# [Set task]
Can you arrange every line of the entries below as a JSON list of strings, one string per line, with blank lines left out?

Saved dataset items
>>>>
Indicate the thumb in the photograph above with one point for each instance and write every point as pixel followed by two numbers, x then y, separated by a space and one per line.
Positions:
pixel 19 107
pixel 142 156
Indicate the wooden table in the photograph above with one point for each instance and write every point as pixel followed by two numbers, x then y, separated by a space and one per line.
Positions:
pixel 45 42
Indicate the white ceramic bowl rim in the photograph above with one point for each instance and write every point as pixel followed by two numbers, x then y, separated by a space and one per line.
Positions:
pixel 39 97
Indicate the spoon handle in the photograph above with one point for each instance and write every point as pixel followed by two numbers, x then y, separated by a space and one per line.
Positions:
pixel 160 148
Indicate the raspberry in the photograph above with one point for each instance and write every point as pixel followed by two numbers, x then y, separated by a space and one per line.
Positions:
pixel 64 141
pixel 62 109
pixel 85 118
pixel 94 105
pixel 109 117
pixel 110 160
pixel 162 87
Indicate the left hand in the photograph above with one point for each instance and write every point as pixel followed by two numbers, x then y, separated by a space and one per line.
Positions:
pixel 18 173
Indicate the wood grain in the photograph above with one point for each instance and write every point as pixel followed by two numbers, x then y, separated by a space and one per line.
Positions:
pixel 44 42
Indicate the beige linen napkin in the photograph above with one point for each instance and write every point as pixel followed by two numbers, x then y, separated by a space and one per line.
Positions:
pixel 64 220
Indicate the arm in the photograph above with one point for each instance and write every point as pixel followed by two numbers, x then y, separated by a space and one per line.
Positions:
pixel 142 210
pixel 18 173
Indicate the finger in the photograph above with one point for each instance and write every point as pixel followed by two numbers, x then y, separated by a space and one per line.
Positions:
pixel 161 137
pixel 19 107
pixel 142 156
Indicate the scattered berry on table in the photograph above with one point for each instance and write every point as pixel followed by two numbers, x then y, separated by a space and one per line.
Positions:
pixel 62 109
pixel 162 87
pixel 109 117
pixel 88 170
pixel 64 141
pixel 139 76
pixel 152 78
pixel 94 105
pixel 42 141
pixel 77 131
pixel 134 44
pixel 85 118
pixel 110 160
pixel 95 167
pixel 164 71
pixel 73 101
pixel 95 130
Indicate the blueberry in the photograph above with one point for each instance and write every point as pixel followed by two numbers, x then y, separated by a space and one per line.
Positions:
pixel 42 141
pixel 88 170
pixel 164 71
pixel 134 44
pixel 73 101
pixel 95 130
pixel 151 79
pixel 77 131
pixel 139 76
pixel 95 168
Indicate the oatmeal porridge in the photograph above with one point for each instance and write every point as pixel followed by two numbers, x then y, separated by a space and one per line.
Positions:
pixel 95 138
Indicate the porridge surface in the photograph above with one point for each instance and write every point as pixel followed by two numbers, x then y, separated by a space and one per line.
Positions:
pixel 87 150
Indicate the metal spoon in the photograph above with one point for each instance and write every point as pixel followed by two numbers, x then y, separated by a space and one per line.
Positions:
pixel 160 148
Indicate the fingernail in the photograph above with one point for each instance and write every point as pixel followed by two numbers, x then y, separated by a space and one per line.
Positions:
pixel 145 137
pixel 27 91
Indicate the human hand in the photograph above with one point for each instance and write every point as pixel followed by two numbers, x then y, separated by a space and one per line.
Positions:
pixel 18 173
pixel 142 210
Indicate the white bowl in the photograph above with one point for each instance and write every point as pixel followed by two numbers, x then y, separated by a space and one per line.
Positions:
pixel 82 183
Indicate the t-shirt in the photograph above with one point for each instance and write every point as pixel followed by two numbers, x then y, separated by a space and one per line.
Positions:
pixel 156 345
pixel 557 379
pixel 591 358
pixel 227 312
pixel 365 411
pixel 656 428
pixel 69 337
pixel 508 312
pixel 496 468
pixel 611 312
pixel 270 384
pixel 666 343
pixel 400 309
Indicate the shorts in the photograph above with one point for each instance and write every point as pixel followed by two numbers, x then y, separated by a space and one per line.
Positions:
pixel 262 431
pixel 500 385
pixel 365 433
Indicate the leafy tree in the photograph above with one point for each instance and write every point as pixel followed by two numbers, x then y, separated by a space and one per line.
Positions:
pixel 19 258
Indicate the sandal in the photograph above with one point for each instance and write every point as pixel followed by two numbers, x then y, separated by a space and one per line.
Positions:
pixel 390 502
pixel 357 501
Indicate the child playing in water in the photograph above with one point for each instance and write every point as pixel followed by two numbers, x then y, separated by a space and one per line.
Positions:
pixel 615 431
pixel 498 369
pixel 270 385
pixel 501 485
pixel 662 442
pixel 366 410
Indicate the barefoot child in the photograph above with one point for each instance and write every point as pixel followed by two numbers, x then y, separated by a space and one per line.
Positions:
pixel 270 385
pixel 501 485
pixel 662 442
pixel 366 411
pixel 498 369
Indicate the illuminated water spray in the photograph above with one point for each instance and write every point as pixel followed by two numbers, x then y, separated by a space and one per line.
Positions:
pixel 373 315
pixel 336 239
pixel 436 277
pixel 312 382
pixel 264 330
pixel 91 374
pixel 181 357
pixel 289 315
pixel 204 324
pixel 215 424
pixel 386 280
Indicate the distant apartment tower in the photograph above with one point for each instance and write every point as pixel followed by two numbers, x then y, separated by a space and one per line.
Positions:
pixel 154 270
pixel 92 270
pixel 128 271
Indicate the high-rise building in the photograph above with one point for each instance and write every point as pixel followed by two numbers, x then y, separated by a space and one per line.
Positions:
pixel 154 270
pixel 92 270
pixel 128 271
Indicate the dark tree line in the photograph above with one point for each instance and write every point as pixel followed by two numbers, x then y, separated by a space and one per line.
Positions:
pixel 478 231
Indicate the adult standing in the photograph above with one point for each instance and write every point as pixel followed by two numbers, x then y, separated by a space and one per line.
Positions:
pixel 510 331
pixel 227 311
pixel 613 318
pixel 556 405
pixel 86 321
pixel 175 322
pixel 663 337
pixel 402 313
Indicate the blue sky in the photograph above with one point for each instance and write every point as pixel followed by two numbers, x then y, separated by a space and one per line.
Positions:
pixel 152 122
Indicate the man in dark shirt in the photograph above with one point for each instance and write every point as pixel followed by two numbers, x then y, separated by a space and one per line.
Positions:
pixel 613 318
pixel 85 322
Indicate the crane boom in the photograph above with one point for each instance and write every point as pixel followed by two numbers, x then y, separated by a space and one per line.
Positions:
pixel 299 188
<<<<
# [Exercise solution]
[
  "Indicate the thumb in the photograph above with one point for each instance and write every point as pixel followed by two numbers, x then y, separated by a space and one per line.",
  "Positions:",
  "pixel 19 107",
  "pixel 142 156",
  "Indicate the wooden table in the photograph above with one point for each instance and write every point as pixel followed by two numbers, x then y, separated by a space and one per line.",
  "Positions:",
  "pixel 45 42",
  "Indicate the white ceramic bowl rim in the photograph above with one point for each instance and write every point as pixel followed by two numbers, x then y, separated by a space and one per line.",
  "Positions:",
  "pixel 39 97",
  "Indicate the spoon handle in the photograph above with one point for each instance and write every point as pixel followed by two numbers, x then y, separated by a space and one per line.",
  "Positions:",
  "pixel 160 148",
  "Indicate the raspberry in the photograph above with one point for each instance and write every point as pixel followed by two numbers, x then y, separated by a space and one per line.",
  "Positions:",
  "pixel 64 141",
  "pixel 62 109",
  "pixel 85 118",
  "pixel 94 105",
  "pixel 109 117",
  "pixel 110 160",
  "pixel 162 87",
  "Indicate the left hand in the photograph above with one point for each instance and write every point as pixel followed by two numbers, x then y, separated by a space and one per line.",
  "Positions:",
  "pixel 18 173",
  "Indicate the wood grain in the photograph above with one point for each instance and write every point as pixel followed by two numbers, x then y, separated by a space and one per line.",
  "Positions:",
  "pixel 44 42",
  "Indicate the beige linen napkin in the photograph above with one point for each instance and write every point as pixel followed by two numbers, x then y, separated by a space and one per line.",
  "Positions:",
  "pixel 64 220",
  "Indicate the arm in the photograph above with one point for each instance and write every point as pixel followed by two numbers, x then y, separated by a space and one per line.",
  "Positions:",
  "pixel 142 210",
  "pixel 18 173",
  "Indicate the finger in the photograph above with one point for each instance and write every point as pixel followed by two numbers, x then y, separated by a space and one per line.",
  "Positions:",
  "pixel 161 137",
  "pixel 19 107",
  "pixel 142 156",
  "Indicate the scattered berry on table in the photograph above with one point for each instance and write every point as pixel followed by two numbers, x then y, separated by a space and one per line.",
  "Positions:",
  "pixel 62 109",
  "pixel 162 87",
  "pixel 109 117",
  "pixel 88 170",
  "pixel 64 141",
  "pixel 139 76",
  "pixel 152 78",
  "pixel 94 105",
  "pixel 42 141",
  "pixel 77 131",
  "pixel 134 44",
  "pixel 85 118",
  "pixel 110 160",
  "pixel 95 167",
  "pixel 164 71",
  "pixel 73 101",
  "pixel 95 130",
  "Indicate the blueberry in the photograph above with one point for each instance and write every point as pixel followed by two numbers, x then y, separated by a space and one per line.",
  "Positions:",
  "pixel 42 141",
  "pixel 88 170",
  "pixel 164 71",
  "pixel 134 44",
  "pixel 73 101",
  "pixel 95 130",
  "pixel 151 79",
  "pixel 77 131",
  "pixel 139 76",
  "pixel 95 168",
  "Indicate the oatmeal porridge in the photograph above with one point for each instance and write every point as pixel followed by two numbers, x then y, separated by a space and one per line.",
  "Positions:",
  "pixel 95 138",
  "Indicate the porridge surface in the photograph above with one point for each instance and write every point as pixel followed by two numbers, x then y, separated by a space and one per line.",
  "Positions:",
  "pixel 87 150",
  "Indicate the metal spoon in the photograph above with one point for each instance and write every point as pixel followed by two numbers, x then y, separated by a space and one per line.",
  "Positions:",
  "pixel 160 148",
  "Indicate the fingernail in the photograph above with one point for each instance and write every point as pixel followed by two numbers, x then y, separated by a space and one per line.",
  "Positions:",
  "pixel 145 137",
  "pixel 27 91",
  "Indicate the human hand in the photograph above with one point for each instance and write every point as pixel followed by two numbers, x then y, separated by a space and one per line.",
  "Positions:",
  "pixel 18 173",
  "pixel 142 210",
  "Indicate the white bowl in the photograph above with one point for each instance and write every point as pixel followed by two numbers, x then y, separated by a space and one per line.",
  "Positions:",
  "pixel 82 183",
  "Indicate the t-shirt in the photograph above with one point for each instance and write every point as pixel followed by two numbers, x then y, separated by a space and one per line.",
  "Positions:",
  "pixel 156 345",
  "pixel 557 379",
  "pixel 591 358",
  "pixel 227 312",
  "pixel 365 411",
  "pixel 656 428",
  "pixel 69 337",
  "pixel 508 312",
  "pixel 496 468",
  "pixel 611 312",
  "pixel 270 384",
  "pixel 666 343",
  "pixel 400 309",
  "Indicate the shorts in the photograph above with one point for each instance and write every point as pixel followed by two numbers, x then y, separated by a space and one per line.",
  "Positions:",
  "pixel 262 431",
  "pixel 500 385",
  "pixel 365 433",
  "Indicate the leafy tree in the photograph above with one point for each instance and write every point as pixel followed by two numbers, x then y, separated by a space and one per line.",
  "Positions:",
  "pixel 19 258",
  "Indicate the sandal in the photograph above with one point for each instance and write every point as pixel followed by two numbers, x then y, separated by a space and one per line.",
  "Positions:",
  "pixel 390 502",
  "pixel 357 501",
  "Indicate the child playing in water in the photograph above with one point for each instance and write every point as pixel followed by two numbers, x then y, separated by a space and one per line.",
  "Positions:",
  "pixel 615 431",
  "pixel 498 369",
  "pixel 270 385",
  "pixel 501 485",
  "pixel 662 442",
  "pixel 366 410",
  "Indicate the barefoot child in the photograph above with one point for each instance and write every point as pixel followed by two numbers, x then y, separated by a space and one per line.",
  "Positions:",
  "pixel 270 385",
  "pixel 501 485",
  "pixel 662 442",
  "pixel 366 411",
  "pixel 498 369",
  "Indicate the illuminated water spray in the photograph above with one point for each instance and write every point as pixel followed by two numbers, x then y, separated by a space and one per line.",
  "Positions:",
  "pixel 373 315",
  "pixel 336 239",
  "pixel 436 277",
  "pixel 312 382",
  "pixel 264 330",
  "pixel 91 374",
  "pixel 181 357",
  "pixel 289 315",
  "pixel 204 324",
  "pixel 215 424",
  "pixel 386 280",
  "Indicate the distant apartment tower in the photograph above with one point for each instance and write every point as pixel followed by two numbers, x then y, separated by a space and one per line.",
  "Positions:",
  "pixel 154 270",
  "pixel 92 270",
  "pixel 128 271",
  "Indicate the high-rise building in the photograph above with one point for each instance and write every point as pixel followed by two numbers, x then y, separated by a space and one per line.",
  "Positions:",
  "pixel 154 270",
  "pixel 92 270",
  "pixel 128 271",
  "Indicate the dark tree line in the photograph above with one point for each instance and write every point as pixel followed by two numbers, x then y, separated by a space and one per line.",
  "Positions:",
  "pixel 478 231",
  "Indicate the adult standing in the photograph above with one point for each instance and write every point as pixel followed by two numbers, x then y, separated by a space and one per line.",
  "Positions:",
  "pixel 510 331",
  "pixel 227 311",
  "pixel 613 318",
  "pixel 556 405",
  "pixel 86 321",
  "pixel 175 322",
  "pixel 663 337",
  "pixel 402 313",
  "Indicate the blue sky in the photograph above with one point for each instance and write every point as pixel followed by two numbers, x then y, separated by a space and one per line.",
  "Positions:",
  "pixel 152 122",
  "Indicate the man in dark shirt in the photograph above with one point for each instance and write every point as pixel followed by two numbers, x then y, separated by a space and one per line.",
  "Positions:",
  "pixel 613 318",
  "pixel 85 322",
  "Indicate the crane boom in the photograph above with one point for each instance and write every point as pixel followed by two numbers, x then y, separated by a space and one per line.",
  "Positions:",
  "pixel 299 188"
]